_Trecho_:
⁂
Uma maior circulação de pessoas ainda poderia causar a desestabilização das dunas, desabando a areia para a Avenida Dorival Caymmi. “Qual deveria ser o uso devido para aquela área? Contemplação, pesquisa científica e educação ambiental, tudo isso em baixa densidade. Lá, já está tendo uma circulação em alta densidade e, em vez de resolver isso, a prefeitura estaria ampliando a quantidade de pessoas”, lamenta o biólogo.

Conforme o artigo 15 da lei no 9.985, de 18 de julho de 2000, que institui o Sistema Nacional de Unidades de Conservação da Natureza (SNUC), a APA é uma unidade de uso sustentável e tem como objetivos básicos proteger a diversidade biológica, disciplinar o processo de ocupação e assegurar a sustentabilidade do uso dos recursos naturais.

“De modo geral, na APA é mais fácil de conseguir fazer modificações porque a proteção não é tão rígida em comparação a outras unidades. Intervenções podem ser feitas desde que haja comprovado interesse ou utilidade pública, além do consentimento do Conselho Gestor do espaço. O ideal é que haja também a participação da população diretamente envolvida. Isso pode ser feito através de audiências públicas, mas quase nunca acontece dessa forma”, expõe o professor de Direito Ambiental, Marcel Timbó.

Temendo o fim da preservação das dunas, vereadores de oposição na Câmara Municipal de Salvador ingressaram com uma ação civil pública contra o projeto. Assinada pela vereadora Maria Marighella (PT) conjuntamente com as vereadoras do mandato coletivo Pretas por Salvador (PSOL), a ação requer a “apuração dos fatos, convocação dos responsáveis na Prefeitura pelo projeto, publicização e discussão da proposta”.

“Estamos aqui para fiscalizar. Esse projeto serve a quem, para quê? Precisamos verificar a legalidade da questão ambiental. A prefeitura precisa responder a estas questões”, diz Maria Marighella, presidente da Frente Parlamentar Ambientalista de Salvador. “Não queremos projetos prontos, mas formulados com os seus cidadãos”, completa.
⁂
_Dados para análise_:

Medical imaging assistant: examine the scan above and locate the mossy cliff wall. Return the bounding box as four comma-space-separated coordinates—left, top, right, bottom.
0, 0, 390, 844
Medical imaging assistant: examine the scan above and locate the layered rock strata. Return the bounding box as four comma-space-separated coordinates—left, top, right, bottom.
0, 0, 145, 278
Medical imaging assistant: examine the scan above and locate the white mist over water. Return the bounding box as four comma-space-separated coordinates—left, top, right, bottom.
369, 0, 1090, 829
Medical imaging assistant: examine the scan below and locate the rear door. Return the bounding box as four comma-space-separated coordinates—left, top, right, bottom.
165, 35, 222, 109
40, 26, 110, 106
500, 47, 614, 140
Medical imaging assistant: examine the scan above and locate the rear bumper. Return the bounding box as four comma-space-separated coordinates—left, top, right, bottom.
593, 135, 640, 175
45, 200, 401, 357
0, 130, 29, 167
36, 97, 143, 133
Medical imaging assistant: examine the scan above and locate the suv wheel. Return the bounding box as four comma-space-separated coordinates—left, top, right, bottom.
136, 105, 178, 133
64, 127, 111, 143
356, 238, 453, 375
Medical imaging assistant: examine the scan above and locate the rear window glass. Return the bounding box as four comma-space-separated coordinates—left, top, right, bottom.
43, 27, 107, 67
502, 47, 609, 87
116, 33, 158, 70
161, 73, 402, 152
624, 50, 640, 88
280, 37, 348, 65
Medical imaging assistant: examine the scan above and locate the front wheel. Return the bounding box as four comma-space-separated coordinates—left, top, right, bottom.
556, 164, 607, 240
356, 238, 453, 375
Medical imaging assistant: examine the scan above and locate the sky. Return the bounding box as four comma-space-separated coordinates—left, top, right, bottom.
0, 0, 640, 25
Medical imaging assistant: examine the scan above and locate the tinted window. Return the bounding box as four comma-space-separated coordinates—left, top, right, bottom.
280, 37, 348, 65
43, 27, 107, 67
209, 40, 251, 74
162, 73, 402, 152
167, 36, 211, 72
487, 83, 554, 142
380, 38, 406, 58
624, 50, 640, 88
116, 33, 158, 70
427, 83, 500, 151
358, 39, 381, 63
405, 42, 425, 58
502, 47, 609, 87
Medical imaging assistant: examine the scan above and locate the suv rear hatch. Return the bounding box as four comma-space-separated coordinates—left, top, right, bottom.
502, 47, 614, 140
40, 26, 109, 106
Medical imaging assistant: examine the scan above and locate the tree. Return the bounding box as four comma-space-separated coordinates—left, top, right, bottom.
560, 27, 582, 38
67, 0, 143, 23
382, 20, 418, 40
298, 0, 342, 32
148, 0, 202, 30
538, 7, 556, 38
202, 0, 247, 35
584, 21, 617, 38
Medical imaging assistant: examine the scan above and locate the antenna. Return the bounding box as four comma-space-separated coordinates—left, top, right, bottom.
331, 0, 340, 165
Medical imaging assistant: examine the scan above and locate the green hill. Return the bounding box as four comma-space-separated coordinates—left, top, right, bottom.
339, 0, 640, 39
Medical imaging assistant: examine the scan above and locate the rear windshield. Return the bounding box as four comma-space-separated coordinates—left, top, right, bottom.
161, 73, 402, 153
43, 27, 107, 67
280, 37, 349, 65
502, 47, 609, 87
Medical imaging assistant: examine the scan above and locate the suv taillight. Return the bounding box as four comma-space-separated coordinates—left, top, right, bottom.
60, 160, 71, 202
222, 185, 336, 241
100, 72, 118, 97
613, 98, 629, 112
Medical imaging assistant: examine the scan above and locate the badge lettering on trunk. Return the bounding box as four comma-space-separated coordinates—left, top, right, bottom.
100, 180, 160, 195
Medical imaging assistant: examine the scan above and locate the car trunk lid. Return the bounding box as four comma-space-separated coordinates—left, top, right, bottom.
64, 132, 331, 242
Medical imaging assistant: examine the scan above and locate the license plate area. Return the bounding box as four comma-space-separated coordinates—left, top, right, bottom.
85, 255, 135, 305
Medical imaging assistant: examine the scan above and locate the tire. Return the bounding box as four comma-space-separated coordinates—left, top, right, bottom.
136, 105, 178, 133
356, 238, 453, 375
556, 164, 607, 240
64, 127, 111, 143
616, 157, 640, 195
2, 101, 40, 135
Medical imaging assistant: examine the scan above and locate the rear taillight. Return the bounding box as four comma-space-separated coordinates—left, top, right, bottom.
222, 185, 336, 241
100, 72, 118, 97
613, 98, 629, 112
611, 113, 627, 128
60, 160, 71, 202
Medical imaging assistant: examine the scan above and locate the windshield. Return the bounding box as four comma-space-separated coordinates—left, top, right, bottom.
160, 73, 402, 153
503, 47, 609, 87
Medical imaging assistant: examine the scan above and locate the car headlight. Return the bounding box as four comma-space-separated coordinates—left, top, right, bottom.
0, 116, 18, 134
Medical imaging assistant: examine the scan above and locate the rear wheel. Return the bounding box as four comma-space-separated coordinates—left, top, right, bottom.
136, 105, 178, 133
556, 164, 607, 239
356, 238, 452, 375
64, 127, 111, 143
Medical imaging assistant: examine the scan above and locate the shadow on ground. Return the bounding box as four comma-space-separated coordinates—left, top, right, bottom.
⁂
_Atividade_:
Passe para o inglês esta frase do trecho sobre as dunas: "Temendo o fim da preservação das dunas, vereadores de oposição na Câmara Municipal de Salvador ingressaram com uma ação civil pública contra o projeto." O material tem origem diferente da do trecho.

_Resultado da atividade_:
Fearing the end of the dunes' preservation, opposition council members in the Salvador City Council filed a public civil action against the project.